JOB 1: Please go from the start of the rows through the line containing "M0 30L0 119L18" and switch "vegetation slope" to "hillside vegetation", keeping everything else the same. Leave the pictures out of your answer.

One of the few times Keiko actually did manage to grab my attention was in early Deep Space Nine when she started a school for the children on board. It was an interesting subplot (a bit mundane, sure, but that was part of the charm), and it made her feel like she actually had a purpose as a character. It even brought some high drama to the station in the season finale (“In the Hands of the Prophets”) where Kai Winn opposes the school because Keiko doesn't teach Bajoran creationism. It's not a subtle allegory by any stretch of the imagination, but it's effective, and Rosalind Chao actually gets to show off some acting chops for once.

Unfortunately, the later seasons do her no favors. She takes extended vacations and/or botany field trips whenever the writers don't want her around. As a result of the distance, she and Miles start to feel more and more legitimately dysfunctional as a family unit, even though we're not supposed to feel that way. What made matters even worse was Keiko's second pregnancy arc. It starts out pretty fun, with some crazy off-screen circumstances that end in Keiko's unborn child getting transported into Kira's womb. (Three guesses as to why this plotline was written.) Kira proceeds to move in with the O'Briens, and the resulting subplot turns the show into a really immature gender-roles sitcom. Not too much time is spent on it (mercifully), but it's enough that, being one of the character's last measurable contributions to the show, it soured Keiko pretty permanently for me.

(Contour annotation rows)
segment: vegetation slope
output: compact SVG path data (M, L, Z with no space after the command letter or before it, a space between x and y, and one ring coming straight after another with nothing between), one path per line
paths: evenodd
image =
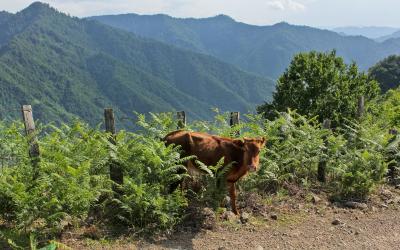
M364 70L378 60L400 52L399 39L378 43L362 36L341 36L328 30L287 23L248 25L224 15L182 19L167 15L125 14L90 19L207 53L272 78L278 78L299 52L336 49L347 63L354 60Z
M0 30L0 119L18 117L21 104L33 104L42 121L97 124L107 106L119 117L181 109L207 118L213 107L251 110L272 92L269 79L210 56L39 2L0 14Z

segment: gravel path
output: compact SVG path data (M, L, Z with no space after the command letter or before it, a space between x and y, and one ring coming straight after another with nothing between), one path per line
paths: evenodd
M287 224L268 221L263 226L235 230L220 228L181 233L139 249L400 249L400 210L378 212L332 209L305 214ZM298 219L301 221L299 222ZM334 220L338 225L333 225ZM133 248L133 247L132 247Z

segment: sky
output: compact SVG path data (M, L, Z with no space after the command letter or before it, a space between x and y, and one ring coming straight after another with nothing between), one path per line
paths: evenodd
M31 0L0 0L0 10L15 13ZM86 17L104 14L168 14L210 17L270 25L285 21L314 27L400 27L400 0L42 0L59 11Z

JOB 2: According to the passage on Keiko in Deep Space Nine, why do she and Miles start to feel dysfunctional as a family in the later seasons?

RIGHT ANSWER 1:
segment: hillside vegetation
output: compact SVG path data (M, L, Z with no space after the command letter or before it, a space between x and y, and one ring coming straight after another with nothing between), one path per line
paths: evenodd
image =
M364 70L378 60L400 52L399 39L378 43L362 36L341 36L328 30L287 23L248 25L224 15L182 19L167 15L125 14L90 19L207 53L272 78L278 78L299 52L336 49L347 63L354 60Z
M0 30L0 119L18 117L21 104L33 104L42 121L97 124L107 106L119 117L181 109L207 118L213 107L251 110L272 92L269 79L210 56L39 2L0 14Z

RIGHT ANSWER 2: The distance between them causes it. Keiko is repeatedly written out of the show through extended vacations and botany field trips.